Exercise — Pictures aside, repeat every entry exactly.

----- Provided data -----

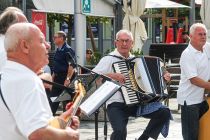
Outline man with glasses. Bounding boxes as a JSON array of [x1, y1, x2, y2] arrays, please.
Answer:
[[93, 30, 171, 140], [51, 31, 75, 115], [177, 23, 210, 140]]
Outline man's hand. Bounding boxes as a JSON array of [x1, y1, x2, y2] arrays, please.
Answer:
[[163, 71, 171, 82]]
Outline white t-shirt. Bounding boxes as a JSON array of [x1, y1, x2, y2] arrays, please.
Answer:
[[93, 49, 134, 105], [177, 44, 210, 105], [0, 61, 52, 140], [0, 34, 7, 73]]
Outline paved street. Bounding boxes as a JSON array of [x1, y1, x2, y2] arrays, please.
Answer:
[[80, 99, 182, 140]]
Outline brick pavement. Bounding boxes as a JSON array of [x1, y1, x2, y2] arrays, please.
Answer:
[[80, 98, 182, 140]]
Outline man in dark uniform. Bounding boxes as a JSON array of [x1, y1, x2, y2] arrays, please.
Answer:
[[51, 31, 75, 115]]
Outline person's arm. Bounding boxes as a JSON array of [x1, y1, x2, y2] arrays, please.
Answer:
[[190, 77, 210, 90], [29, 108, 80, 140], [64, 65, 75, 86]]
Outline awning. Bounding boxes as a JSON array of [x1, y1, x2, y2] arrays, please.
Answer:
[[32, 0, 114, 17]]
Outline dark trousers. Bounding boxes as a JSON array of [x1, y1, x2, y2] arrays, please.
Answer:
[[50, 73, 67, 115], [107, 103, 170, 140], [181, 101, 209, 140]]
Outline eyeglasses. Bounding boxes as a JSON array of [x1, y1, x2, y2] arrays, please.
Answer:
[[117, 39, 131, 44]]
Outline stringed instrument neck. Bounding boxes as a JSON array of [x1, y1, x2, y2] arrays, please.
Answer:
[[49, 80, 86, 129], [66, 80, 86, 126]]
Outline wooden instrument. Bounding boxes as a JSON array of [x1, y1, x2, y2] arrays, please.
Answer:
[[49, 80, 86, 129]]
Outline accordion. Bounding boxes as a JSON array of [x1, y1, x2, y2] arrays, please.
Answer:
[[112, 56, 168, 105]]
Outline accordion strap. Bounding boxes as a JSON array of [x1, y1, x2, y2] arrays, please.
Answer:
[[0, 74, 10, 112]]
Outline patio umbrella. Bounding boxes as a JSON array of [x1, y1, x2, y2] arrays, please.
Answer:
[[123, 0, 147, 52], [145, 0, 190, 8], [200, 0, 210, 41]]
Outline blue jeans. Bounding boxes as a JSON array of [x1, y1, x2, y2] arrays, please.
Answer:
[[107, 102, 170, 140], [181, 101, 209, 140]]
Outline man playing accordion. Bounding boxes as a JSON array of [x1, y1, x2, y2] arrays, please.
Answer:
[[93, 30, 171, 140]]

-----

Written answer —
Outline man with glasses. Bounding boxes as a JSON array of [x1, y1, x2, y2] arrays, please.
Answer:
[[93, 30, 171, 140], [51, 31, 75, 115], [177, 23, 210, 140]]
Outline man's hand. Bounding boxes as a JSON array of [x1, y1, x2, y2] arrays, please.
Answer:
[[163, 71, 171, 82]]
Outline white t-shirt. Bounding boxes as a JSON array of [x1, y1, x2, y2] arrays, please.
Answer:
[[93, 49, 134, 105], [177, 44, 210, 105], [0, 61, 52, 140], [0, 34, 7, 73]]
Outline paved street. Bounding boxes as a JSON array of [x1, y1, x2, y2] arrays, please.
Answer:
[[80, 99, 182, 140]]
Outline brick pavement. Bounding boxes as a JSON array of [x1, y1, x2, y2] arrays, please.
Answer:
[[80, 98, 182, 140]]
Outline man in dark uniform. Bounding boxes as a JSON array of [x1, y1, x2, y2] arrays, please.
Answer:
[[51, 31, 75, 115]]
Outline person's arm. Bounding boxes as a JSON array of [x1, y1, x2, y2] arrays, please.
Answer:
[[190, 77, 210, 90], [29, 108, 80, 140], [64, 65, 75, 86]]
Outline awning. Bounding boxes as a JSON array of [x1, y1, x2, y2] arrays, please.
Answer:
[[32, 0, 114, 17]]
Outline dark trousers. Bounding boxes as a JSON array of [x1, y1, x2, y2] arrays, please.
Answer:
[[50, 73, 67, 115], [107, 103, 170, 140], [181, 101, 209, 140]]
Outline eyeglasses. Bounding boxes as a JSON array of [x1, y1, x2, y2] arrays, please.
Answer:
[[117, 39, 131, 44]]
Outline stringed instrument neck. Bounding boxes as a JSON array of [x1, y1, x2, y2] arrays, please.
Answer:
[[49, 80, 86, 129], [66, 80, 86, 126]]
Outline wooden instrument. Bounding boxes as a JSON array of [x1, y1, x2, y2] arrays, please.
Answer:
[[49, 80, 86, 129]]
Outline accordion. Bounding boxes as a JSON array of [x1, y1, x2, y2] arrays, please.
Answer:
[[112, 56, 168, 105]]
Outline accordion strap. Bounding boxes as a JSON array of [x1, y1, x2, y2] arrays, please.
Answer:
[[0, 74, 10, 112]]
Outline patio umbrella. Bounding boxes as a JSON array of [x1, y1, x2, y2] arrays, please.
Answer:
[[123, 0, 147, 52], [145, 0, 190, 8], [200, 0, 210, 41]]
Outline blue jeans. Bounding boxes as a JSON array of [x1, y1, x2, y2] arrays, please.
Answer:
[[107, 102, 170, 140], [181, 101, 209, 140]]
Outline man playing accordion. Bounding boxes as a JSON array of [x1, y1, x2, y2] arrays, please.
Answer:
[[93, 30, 171, 140]]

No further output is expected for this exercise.